* [Problem to solve]:
Emit the entire listing verbatim.

[Object location annotation data]
--

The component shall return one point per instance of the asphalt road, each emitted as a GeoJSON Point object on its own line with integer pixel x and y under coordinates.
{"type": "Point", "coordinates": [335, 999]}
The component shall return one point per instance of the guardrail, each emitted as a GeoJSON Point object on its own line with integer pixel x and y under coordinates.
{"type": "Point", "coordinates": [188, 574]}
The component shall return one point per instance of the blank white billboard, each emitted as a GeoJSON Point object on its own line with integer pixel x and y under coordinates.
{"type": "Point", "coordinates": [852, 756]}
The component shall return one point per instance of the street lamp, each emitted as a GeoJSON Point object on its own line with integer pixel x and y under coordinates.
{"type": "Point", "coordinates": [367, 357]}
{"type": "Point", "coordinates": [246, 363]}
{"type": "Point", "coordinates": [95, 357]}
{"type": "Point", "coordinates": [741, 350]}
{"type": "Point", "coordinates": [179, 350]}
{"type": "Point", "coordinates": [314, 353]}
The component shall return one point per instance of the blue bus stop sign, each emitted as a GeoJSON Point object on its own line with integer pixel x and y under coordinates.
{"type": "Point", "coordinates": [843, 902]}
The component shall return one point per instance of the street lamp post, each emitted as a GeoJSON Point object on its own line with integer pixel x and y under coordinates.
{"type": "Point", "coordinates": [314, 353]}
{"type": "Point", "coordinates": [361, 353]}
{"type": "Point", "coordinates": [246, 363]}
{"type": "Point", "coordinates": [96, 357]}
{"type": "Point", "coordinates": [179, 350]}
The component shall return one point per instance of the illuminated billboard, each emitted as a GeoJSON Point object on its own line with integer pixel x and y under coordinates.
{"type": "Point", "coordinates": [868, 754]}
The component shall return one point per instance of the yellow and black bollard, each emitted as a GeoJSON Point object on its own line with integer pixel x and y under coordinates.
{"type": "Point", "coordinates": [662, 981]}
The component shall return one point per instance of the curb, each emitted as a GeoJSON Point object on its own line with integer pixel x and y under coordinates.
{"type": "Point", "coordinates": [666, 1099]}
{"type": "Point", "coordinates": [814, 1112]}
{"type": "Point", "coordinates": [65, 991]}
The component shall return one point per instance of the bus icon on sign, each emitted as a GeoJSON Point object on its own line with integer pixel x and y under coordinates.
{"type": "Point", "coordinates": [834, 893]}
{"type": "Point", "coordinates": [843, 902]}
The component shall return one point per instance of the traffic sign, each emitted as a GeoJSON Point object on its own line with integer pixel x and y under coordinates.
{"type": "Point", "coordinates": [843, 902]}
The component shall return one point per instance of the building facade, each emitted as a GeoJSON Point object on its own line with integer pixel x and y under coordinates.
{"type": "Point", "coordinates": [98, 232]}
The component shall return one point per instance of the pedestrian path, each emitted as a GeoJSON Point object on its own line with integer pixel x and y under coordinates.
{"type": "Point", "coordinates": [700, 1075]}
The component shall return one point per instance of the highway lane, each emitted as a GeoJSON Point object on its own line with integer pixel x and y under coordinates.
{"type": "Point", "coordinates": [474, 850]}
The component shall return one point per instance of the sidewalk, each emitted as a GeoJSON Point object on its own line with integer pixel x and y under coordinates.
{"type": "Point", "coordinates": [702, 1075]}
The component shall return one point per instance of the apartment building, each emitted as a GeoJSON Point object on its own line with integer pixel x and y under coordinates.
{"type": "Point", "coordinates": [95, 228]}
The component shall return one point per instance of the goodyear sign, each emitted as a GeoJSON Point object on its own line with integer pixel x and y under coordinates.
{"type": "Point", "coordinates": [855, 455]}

--

* [Answer to the problem]:
The component shall return one point per instance of the asphalt road, each emitted as a GeoJSON Point object on its own line with integer pixel x and y under coordinates.
{"type": "Point", "coordinates": [335, 999]}
The component shall return one point per instance of the guardrail, each emitted as a GeoJSON Point object on its own line with integer pixel x and y under coordinates.
{"type": "Point", "coordinates": [188, 574]}
The component shall return one point per instance of the blank white billboard, each emitted as a GeoJSON Point object on its own line with integer pixel x and y under coordinates.
{"type": "Point", "coordinates": [852, 756]}
The component shall return one point per instance of the street lamp, each emitted as a GeoJSON Point object on its own line with integer pixel x and y under coordinates.
{"type": "Point", "coordinates": [367, 357]}
{"type": "Point", "coordinates": [246, 363]}
{"type": "Point", "coordinates": [95, 357]}
{"type": "Point", "coordinates": [741, 350]}
{"type": "Point", "coordinates": [179, 350]}
{"type": "Point", "coordinates": [314, 353]}
The component shall return one point per instance of the blue bus stop sign, each emitted as a GeoJSON Point object on its own line with integer pixel x and y under coordinates.
{"type": "Point", "coordinates": [843, 902]}
The component shall return one point per instance of the street lamp post, each emitted as a GeoJSON Point object on its own line with integer pixel x and y under coordinates.
{"type": "Point", "coordinates": [314, 353]}
{"type": "Point", "coordinates": [361, 353]}
{"type": "Point", "coordinates": [246, 363]}
{"type": "Point", "coordinates": [96, 357]}
{"type": "Point", "coordinates": [179, 350]}
The component shall return one point per instance of the illuminated billboard, each emitted as a GeoJSON Point object on its own line with integer pixel x and y under coordinates.
{"type": "Point", "coordinates": [868, 754]}
The component shall return one point per instance of the yellow and black bollard, each emitted as a GeoJSON Point object on its own line with integer pixel x and y under coordinates.
{"type": "Point", "coordinates": [662, 981]}
The component shall return one point per instance of the curb, each emitted as a GeoJSON Point object on its own line with integer pixel x and y under coordinates.
{"type": "Point", "coordinates": [666, 1099]}
{"type": "Point", "coordinates": [814, 1112]}
{"type": "Point", "coordinates": [65, 991]}
The component shall return one point per instance of the bus icon on sign, each emitted as a GeoJSON Point object on its own line with integer pixel x and y under coordinates.
{"type": "Point", "coordinates": [834, 893]}
{"type": "Point", "coordinates": [843, 902]}
The component shall return one point per instance of the traffic sign, each emitted as a GeoJSON Point object on its own line with integer pixel x and y under coordinates.
{"type": "Point", "coordinates": [843, 902]}
The component shall return one point per instance of the building facade, each emitted as a GeoJSON Point object on its own line with integer pixel x and y under coordinates.
{"type": "Point", "coordinates": [98, 232]}
The component shall return one point per instance of the pedestrian path, each emitted as a GeoJSON Point object on its own line with integer pixel x and y under coordinates.
{"type": "Point", "coordinates": [700, 1075]}
The component shall return one point per instance of the highway lane, each emitted as a GeoJSON Point object on its own line with integer pixel x and y under coordinates.
{"type": "Point", "coordinates": [474, 850]}
The component shall return one point per instance of the sidewalk, each emitted as a GeoJSON Point object on its own line with integer pixel x and y under coordinates.
{"type": "Point", "coordinates": [702, 1075]}
The component shall return one point per instance of the apartment building, each emitted as a GeoJSON Point object on its own line with integer pixel x and y under coordinates.
{"type": "Point", "coordinates": [95, 228]}
The component shall return one point per instance of the goodyear sign, each emitted as a GeoJSON Point object on its own line with integer pixel x and y under coordinates.
{"type": "Point", "coordinates": [855, 455]}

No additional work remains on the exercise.